### [Requirement 1]
In the Homebrew setup excerpt, why should nothing be added to ~/.bash_profile? Answer in one to three sentences.
### [Requirement 2]
Please rename "Homebrew" to "Linuxbrew" in the stretch of the Homebrew setup excerpt from "Do not follow" through "be activated manually.".

start Excerpt provided

Do not follow these instructions in the end of the output (except for the one about installing base-devel, but we’ll get to that later). Do not add anything to ~/.bash_profile. Like I said, Homebrew environment will be activated manually.

If you get permission errors, check that you’ve run the commands as linuxbrew user. Also just in case check who is the owner of /home/linuxbrew, and if it’s not linuxbrew, then change to it:

$ sudo chown -R linuxbrew:linuxbrew /home/linuxbrew

Now the Homebrew is installed, but you might still get permission problems, this time for your deck user to access linuxbrew stuff. So maybe the step with creating linuxbrew user was actually redundant, but they do say not to use a sudo-capable user for that. Anyway, I unfortunately don’t exactly remember what I did to resolve this, but I found the following in my history of commands:

$ sudo usermod -a -G linuxbrew deck
$ sudo chmod -R g+rx /home/linuxbrew

$ grep linuxbrew /etc/group
linuxbrew:x:966:deck

$ groups
wheel deck

So I added brew user to linuxbrew group and changed the group permissions for /home/linuxbrew folder. Reboot (or restart the session) to refresh the deck user groups and check what you got:

$ whoami
deck

$ id
uid=1000(deck) gid=1000(deck) groups=1000(deck),966(linuxbrew),998(wheel)

end Excerpt provided
start Material

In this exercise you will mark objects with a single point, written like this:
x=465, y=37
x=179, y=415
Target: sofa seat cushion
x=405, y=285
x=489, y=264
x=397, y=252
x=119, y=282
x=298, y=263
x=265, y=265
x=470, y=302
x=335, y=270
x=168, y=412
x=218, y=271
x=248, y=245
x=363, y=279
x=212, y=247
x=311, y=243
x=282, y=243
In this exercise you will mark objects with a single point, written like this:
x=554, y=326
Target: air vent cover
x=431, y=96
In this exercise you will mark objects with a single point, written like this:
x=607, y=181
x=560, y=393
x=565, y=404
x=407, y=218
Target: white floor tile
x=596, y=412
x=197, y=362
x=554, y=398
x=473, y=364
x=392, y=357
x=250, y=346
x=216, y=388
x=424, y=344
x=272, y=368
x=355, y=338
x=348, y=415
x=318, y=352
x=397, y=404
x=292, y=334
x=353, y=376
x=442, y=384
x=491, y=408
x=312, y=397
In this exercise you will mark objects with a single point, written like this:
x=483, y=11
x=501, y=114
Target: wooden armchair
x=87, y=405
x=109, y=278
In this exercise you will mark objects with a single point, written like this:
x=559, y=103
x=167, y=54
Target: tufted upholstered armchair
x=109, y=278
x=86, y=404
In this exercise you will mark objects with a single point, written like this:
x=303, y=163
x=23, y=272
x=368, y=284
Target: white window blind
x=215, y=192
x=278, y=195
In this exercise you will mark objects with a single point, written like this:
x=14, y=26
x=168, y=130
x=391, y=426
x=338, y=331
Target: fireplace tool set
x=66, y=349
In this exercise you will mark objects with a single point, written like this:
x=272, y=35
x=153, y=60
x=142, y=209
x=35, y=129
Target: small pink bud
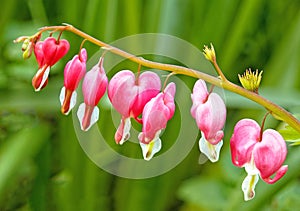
x=129, y=95
x=73, y=73
x=93, y=87
x=47, y=53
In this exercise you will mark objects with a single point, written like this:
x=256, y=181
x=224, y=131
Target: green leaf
x=206, y=193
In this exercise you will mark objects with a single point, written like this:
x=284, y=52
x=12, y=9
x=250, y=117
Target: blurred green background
x=42, y=166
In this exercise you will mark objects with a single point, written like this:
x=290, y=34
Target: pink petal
x=123, y=131
x=87, y=115
x=269, y=155
x=246, y=134
x=211, y=151
x=67, y=100
x=40, y=79
x=199, y=95
x=148, y=86
x=94, y=84
x=54, y=50
x=74, y=71
x=210, y=118
x=122, y=91
x=39, y=54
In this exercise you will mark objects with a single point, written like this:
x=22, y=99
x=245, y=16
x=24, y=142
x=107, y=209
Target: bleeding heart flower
x=73, y=73
x=261, y=153
x=157, y=112
x=47, y=53
x=129, y=95
x=209, y=111
x=93, y=87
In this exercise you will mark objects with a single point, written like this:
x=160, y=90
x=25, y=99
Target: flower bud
x=251, y=80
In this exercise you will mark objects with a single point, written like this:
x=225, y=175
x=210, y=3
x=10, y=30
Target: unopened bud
x=21, y=39
x=209, y=53
x=28, y=50
x=251, y=80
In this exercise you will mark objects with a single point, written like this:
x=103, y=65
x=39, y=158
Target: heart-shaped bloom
x=129, y=95
x=209, y=111
x=93, y=87
x=261, y=153
x=47, y=53
x=73, y=73
x=157, y=112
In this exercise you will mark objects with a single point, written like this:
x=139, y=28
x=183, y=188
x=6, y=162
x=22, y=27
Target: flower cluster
x=140, y=97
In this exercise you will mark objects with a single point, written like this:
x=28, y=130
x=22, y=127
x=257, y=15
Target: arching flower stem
x=274, y=109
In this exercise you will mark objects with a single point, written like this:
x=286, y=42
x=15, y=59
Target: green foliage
x=43, y=167
x=291, y=135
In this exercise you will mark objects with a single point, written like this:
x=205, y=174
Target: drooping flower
x=209, y=111
x=47, y=53
x=261, y=153
x=73, y=73
x=93, y=87
x=157, y=112
x=129, y=95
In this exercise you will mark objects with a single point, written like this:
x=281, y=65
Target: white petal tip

end Material

### [Complete answer 1]
Nothing should be added to ~/.bash_profile because the Homebrew environment will be activated manually.

### [Complete answer 2]
Do not follow these instructions in the end of the output (except for the one about installing base-devel, but we’ll get to that later). Do not add anything to ~/.bash_profile. Like I said, Linuxbrew environment will be activated manually.